### Vorliegender Text
┄┄┄┄┄┄┄┄┄┄

Ferdinand Mang sagt, er habe „die CSU schon mit der Muttermilch aufgesogen“. Die Eltern seien „tiefschwarz“ gewesen, der Vater lange Jahre Vizebürgermeister im mittelfränkischen Allersberg und noch länger im Vorstand der örtlichen CSU. Mit 14 klebte Mang für die CSU Wahlplakate, mit 16 trat er in die Partei ein, dann folgte das komplette Programm von der Jungen Union bis zum stellvertretenden Ortsvorsitzenden. Jetzt sitzt Ferdinand Mang (42) im Landtag – für die AfD.
Um den Entfremdungsprozess von der CSU zu beschreiben, hat sich Mang ein Bild zurechtgelegt: „wie ein Baum, der im Herbst die Blätter verliert“. Bleibt man im Bild, dann begann die Verfärbung mit der Euro-Krise und dem Wort Angela Merkels von der Alternativlosigkeit der milliardenschweren Währungsrettung. Es sei ein fortwährender Prozess der Enttäuschung mit der Union gewesen, der sich an den großen Krisen des letzten Jahrzehnts festmachen lasse, erklärt Mang. Geärgert hat ihn auch TTIP, das geplante Handelsabkommen der EU mit den USA, dessen Sinn er nie gesehen habe.

┄┄┄┄┄┄┄┄┄┄

### Datenauszug
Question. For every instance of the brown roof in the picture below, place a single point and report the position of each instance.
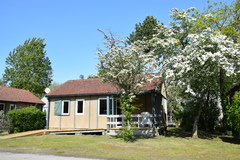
(9, 94)
(92, 86)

┄┄┄┄┄┄┄┄┄┄

Schreiben Sie aus dem Text über Ferdinand Mang den Abschnitt wortgetreu ab, der mit den Worten „Um den Entfremdungsprozess“ einsetzt und mit „nie gesehen habe.“ schließt. Stützen Sie sich ausschließlich auf den Text über Ferdinand Mang und nicht auf das Material.

Um den Entfremdungsprozess von der CSU zu beschreiben, hat sich Mang ein Bild zurechtgelegt: „wie ein Baum, der im Herbst die Blätter verliert“. Bleibt man im Bild, dann begann die Verfärbung mit der Euro-Krise und dem Wort Angela Merkels von der Alternativlosigkeit der milliardenschweren Währungsrettung. Es sei ein fortwährender Prozess der Enttäuschung mit der Union gewesen, der sich an den großen Krisen des letzten Jahrzehnts festmachen lasse, erklärt Mang. Geärgert hat ihn auch TTIP, das geplante Handelsabkommen der EU mit den USA, dessen Sinn er nie gesehen habe.